YOUR INSTRUCTIONS:
Every line with the string "field" in it belongs in your answer, so copy them all from the data.

Start of ENTRIES PROVIDED

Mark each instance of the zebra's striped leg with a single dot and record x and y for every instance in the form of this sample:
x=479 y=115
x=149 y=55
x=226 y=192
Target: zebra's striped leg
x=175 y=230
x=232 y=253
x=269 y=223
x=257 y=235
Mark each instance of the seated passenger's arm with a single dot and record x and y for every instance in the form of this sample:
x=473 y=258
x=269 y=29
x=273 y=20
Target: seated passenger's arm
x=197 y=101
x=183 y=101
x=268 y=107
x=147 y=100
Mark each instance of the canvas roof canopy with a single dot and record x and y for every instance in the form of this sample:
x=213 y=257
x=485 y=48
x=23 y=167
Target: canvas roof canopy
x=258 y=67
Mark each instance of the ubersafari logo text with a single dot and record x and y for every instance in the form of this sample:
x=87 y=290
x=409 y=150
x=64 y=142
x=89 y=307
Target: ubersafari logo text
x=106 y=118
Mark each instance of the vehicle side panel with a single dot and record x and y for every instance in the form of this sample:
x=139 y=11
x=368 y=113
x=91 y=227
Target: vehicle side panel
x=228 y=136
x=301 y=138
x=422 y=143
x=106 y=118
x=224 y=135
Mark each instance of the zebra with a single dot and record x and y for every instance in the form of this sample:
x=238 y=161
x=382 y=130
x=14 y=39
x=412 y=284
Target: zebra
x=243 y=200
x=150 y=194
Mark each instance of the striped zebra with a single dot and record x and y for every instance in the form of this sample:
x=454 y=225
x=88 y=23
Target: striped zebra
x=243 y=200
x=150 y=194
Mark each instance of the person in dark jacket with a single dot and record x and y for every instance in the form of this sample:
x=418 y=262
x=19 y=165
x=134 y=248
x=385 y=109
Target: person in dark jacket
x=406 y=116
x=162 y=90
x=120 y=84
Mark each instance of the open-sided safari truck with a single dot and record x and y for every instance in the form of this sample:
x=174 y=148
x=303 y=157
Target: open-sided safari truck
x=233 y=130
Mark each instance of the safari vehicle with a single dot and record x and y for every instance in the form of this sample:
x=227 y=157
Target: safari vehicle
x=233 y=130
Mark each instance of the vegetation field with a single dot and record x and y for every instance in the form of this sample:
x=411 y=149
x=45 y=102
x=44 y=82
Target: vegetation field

End of ENTRIES PROVIDED

EXERCISE RESPONSE:
Mark each instance of the vegetation field with a single dot and record x and y for every instance in the form of this sample:
Target: vegetation field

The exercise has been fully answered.